STATED PROBLEM
Please pull out every line in the entries below that contains the word "stadium".

DATA PROVIDED
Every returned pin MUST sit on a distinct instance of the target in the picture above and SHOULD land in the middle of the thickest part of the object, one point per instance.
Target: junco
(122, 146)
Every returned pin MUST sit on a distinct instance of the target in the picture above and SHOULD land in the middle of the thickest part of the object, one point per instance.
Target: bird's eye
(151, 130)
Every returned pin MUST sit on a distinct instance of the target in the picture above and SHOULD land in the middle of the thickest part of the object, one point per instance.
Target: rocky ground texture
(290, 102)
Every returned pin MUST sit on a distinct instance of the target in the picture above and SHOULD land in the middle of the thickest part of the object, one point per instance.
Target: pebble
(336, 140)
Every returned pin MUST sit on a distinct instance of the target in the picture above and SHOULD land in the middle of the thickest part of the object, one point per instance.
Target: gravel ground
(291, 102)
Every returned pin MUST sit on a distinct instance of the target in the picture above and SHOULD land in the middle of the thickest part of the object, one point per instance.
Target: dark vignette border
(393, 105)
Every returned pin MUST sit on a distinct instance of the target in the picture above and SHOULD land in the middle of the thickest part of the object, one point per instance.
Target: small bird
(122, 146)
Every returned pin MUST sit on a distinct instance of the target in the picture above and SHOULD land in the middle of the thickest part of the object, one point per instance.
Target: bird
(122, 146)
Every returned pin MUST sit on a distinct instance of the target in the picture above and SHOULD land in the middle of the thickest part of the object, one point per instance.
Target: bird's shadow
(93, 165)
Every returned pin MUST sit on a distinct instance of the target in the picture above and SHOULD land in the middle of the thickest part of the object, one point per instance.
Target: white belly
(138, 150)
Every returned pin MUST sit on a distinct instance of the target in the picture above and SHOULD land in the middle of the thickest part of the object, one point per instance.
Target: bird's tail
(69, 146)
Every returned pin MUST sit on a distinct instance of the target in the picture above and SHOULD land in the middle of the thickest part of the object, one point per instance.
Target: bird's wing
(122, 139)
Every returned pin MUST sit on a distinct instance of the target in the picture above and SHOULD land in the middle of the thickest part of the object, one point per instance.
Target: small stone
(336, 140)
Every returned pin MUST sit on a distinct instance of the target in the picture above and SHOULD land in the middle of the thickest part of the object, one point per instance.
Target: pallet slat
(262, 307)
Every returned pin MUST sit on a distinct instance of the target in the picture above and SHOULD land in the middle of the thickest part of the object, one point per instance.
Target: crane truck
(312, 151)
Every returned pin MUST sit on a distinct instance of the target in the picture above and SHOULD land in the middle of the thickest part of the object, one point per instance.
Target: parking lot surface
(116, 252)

--

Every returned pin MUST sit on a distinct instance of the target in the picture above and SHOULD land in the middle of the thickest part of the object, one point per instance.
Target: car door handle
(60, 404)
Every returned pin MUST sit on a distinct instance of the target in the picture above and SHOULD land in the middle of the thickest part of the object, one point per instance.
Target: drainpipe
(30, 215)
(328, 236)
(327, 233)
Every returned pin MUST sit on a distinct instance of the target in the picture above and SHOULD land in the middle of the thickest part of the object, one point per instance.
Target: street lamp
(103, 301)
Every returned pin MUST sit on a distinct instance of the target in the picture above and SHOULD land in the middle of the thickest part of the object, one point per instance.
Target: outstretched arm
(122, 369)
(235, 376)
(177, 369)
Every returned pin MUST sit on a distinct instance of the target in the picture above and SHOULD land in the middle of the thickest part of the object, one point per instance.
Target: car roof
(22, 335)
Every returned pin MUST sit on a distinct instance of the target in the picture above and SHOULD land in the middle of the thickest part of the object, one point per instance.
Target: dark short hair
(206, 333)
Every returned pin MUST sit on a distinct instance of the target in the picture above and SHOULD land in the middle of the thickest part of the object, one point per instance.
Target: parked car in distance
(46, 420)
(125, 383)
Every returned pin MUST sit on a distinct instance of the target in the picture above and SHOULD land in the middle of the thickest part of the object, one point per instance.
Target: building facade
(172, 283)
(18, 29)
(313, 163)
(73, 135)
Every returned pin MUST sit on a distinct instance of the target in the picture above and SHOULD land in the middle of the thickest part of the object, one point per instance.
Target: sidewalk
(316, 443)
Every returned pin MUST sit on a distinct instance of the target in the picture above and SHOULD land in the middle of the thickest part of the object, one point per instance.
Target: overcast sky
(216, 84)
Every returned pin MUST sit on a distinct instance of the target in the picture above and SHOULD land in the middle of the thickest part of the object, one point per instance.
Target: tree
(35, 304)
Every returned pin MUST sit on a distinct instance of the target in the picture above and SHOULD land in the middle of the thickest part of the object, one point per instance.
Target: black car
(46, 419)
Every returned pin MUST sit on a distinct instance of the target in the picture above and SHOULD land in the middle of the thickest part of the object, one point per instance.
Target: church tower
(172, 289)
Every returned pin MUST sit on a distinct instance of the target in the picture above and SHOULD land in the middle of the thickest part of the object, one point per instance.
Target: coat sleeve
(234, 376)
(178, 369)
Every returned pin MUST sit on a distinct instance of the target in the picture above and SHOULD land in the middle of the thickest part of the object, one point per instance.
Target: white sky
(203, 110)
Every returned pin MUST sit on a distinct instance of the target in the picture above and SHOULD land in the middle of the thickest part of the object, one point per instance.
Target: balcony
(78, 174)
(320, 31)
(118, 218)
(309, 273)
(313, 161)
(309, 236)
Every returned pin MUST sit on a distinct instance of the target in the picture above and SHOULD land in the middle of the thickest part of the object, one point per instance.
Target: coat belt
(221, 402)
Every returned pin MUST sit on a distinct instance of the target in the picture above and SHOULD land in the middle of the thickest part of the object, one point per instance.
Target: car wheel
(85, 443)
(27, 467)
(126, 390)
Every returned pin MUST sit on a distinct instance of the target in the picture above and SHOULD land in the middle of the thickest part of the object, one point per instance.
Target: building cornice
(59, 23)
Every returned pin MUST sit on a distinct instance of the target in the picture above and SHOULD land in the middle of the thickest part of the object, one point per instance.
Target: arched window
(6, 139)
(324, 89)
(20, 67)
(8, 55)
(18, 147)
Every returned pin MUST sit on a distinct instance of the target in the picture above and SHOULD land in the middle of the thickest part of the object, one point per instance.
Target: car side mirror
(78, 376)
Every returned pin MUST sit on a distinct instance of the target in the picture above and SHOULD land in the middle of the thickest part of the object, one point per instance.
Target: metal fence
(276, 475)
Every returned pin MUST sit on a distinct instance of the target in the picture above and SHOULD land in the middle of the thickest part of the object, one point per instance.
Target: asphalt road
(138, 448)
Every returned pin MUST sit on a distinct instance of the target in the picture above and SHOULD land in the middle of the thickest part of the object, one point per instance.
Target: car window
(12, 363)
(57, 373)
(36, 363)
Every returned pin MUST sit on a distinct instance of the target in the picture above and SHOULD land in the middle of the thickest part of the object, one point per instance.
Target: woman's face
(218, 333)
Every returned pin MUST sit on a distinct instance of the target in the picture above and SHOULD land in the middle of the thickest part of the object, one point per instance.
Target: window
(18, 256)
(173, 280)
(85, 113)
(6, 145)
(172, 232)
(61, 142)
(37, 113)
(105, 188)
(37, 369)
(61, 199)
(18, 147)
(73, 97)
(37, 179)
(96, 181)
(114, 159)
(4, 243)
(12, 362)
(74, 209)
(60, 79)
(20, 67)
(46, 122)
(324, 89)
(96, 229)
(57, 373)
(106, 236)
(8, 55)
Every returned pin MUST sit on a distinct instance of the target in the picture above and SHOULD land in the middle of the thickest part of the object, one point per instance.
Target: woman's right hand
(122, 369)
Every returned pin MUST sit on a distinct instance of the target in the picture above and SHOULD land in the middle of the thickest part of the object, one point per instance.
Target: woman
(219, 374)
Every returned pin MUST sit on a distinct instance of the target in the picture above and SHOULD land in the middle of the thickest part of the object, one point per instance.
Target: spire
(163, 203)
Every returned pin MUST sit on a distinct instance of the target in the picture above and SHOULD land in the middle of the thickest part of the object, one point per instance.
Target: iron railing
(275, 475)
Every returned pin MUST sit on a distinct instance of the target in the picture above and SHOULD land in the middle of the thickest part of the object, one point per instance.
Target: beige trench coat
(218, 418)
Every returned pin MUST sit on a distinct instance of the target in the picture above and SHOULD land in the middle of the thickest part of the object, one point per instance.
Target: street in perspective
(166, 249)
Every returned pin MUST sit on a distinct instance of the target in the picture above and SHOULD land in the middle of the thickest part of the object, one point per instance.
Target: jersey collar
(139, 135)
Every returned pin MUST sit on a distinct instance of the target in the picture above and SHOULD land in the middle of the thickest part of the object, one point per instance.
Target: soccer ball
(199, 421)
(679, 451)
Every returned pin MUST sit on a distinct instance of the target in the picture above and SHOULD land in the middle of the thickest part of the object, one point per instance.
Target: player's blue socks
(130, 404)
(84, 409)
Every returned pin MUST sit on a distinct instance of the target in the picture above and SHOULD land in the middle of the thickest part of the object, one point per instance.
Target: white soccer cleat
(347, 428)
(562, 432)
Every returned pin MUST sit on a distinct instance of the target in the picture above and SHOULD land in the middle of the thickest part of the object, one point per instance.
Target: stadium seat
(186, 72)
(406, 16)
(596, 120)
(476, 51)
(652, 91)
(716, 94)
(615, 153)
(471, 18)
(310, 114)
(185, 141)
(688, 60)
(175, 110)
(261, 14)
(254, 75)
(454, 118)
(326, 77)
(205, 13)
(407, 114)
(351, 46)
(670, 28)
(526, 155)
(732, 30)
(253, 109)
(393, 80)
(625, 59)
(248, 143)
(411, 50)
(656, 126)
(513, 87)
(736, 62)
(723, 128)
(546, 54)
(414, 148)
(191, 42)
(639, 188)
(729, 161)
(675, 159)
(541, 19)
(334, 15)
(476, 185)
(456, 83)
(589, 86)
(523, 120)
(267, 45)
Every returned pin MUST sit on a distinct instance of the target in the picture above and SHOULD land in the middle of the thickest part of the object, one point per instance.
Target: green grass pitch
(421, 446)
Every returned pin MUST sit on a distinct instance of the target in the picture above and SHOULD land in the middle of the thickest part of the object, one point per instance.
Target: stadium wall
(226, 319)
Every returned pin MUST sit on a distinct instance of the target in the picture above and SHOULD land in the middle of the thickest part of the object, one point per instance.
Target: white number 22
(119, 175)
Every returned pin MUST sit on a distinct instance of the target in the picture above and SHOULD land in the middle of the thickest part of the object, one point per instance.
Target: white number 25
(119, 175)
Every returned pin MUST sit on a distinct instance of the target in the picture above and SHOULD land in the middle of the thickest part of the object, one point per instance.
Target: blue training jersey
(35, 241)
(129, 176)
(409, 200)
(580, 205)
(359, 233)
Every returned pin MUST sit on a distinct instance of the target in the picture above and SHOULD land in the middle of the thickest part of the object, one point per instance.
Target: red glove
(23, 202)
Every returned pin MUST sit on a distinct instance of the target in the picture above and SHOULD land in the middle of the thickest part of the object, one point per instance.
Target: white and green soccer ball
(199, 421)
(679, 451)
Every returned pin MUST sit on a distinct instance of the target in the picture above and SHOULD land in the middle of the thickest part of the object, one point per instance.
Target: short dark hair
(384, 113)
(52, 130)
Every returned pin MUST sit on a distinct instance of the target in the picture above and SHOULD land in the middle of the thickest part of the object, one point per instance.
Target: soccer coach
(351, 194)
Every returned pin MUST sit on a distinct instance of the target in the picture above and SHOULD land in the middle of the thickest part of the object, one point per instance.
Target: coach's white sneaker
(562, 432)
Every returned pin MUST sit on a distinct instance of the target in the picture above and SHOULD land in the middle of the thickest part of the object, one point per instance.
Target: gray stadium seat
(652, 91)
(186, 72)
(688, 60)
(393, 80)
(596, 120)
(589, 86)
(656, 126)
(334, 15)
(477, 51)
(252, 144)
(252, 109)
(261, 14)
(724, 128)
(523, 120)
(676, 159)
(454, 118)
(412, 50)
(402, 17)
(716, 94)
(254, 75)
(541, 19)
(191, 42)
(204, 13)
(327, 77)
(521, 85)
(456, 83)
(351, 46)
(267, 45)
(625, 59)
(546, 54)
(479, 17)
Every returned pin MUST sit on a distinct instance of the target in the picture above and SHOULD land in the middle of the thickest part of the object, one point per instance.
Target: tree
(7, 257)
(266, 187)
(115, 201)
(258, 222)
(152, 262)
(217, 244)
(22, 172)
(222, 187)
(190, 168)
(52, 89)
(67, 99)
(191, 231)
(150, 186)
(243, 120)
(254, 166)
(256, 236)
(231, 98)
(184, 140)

==

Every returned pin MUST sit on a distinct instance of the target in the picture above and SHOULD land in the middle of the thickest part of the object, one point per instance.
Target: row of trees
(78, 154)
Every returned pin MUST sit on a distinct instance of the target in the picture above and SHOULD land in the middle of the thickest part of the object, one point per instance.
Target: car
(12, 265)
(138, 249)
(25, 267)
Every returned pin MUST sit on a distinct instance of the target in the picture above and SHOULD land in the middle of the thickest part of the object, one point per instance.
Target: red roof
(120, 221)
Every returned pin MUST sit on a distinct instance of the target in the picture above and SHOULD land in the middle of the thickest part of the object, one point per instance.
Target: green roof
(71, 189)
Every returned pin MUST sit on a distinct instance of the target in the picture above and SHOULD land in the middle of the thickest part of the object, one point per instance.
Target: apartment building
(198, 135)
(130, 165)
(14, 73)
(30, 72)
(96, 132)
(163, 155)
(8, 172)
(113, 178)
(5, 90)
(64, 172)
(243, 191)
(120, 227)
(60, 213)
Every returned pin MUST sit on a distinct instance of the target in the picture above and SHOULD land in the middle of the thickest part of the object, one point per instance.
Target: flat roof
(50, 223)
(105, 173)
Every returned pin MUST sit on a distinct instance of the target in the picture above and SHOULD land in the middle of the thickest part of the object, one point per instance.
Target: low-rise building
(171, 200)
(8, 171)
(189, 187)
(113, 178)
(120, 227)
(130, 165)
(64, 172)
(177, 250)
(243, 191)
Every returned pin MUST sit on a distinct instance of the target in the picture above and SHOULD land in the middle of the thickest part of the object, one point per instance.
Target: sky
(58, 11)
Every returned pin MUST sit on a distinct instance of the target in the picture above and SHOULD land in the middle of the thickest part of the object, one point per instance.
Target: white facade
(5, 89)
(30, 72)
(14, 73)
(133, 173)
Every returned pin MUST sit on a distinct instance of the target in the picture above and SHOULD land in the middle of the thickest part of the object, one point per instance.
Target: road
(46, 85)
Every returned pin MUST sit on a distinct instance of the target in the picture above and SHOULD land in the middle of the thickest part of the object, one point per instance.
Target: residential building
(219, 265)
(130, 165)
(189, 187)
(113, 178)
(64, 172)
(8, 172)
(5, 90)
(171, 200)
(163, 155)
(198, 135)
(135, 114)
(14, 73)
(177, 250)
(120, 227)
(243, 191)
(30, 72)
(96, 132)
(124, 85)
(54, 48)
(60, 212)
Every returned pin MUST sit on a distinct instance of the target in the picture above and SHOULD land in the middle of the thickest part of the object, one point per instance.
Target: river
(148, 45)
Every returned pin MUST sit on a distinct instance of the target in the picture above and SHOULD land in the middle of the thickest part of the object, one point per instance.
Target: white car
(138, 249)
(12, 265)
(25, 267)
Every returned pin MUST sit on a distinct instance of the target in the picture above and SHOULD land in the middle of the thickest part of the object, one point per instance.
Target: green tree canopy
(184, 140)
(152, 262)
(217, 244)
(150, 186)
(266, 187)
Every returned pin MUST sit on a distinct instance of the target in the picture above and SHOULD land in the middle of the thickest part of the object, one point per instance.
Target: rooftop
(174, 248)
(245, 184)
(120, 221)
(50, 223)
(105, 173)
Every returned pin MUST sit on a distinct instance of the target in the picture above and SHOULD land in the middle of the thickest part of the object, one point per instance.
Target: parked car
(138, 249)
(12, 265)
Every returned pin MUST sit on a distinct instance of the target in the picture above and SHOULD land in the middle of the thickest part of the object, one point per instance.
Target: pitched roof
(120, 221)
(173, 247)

CORRECT RESPONSE
Target: stadium seat
Target: stadium wall
Target: gray stadium seat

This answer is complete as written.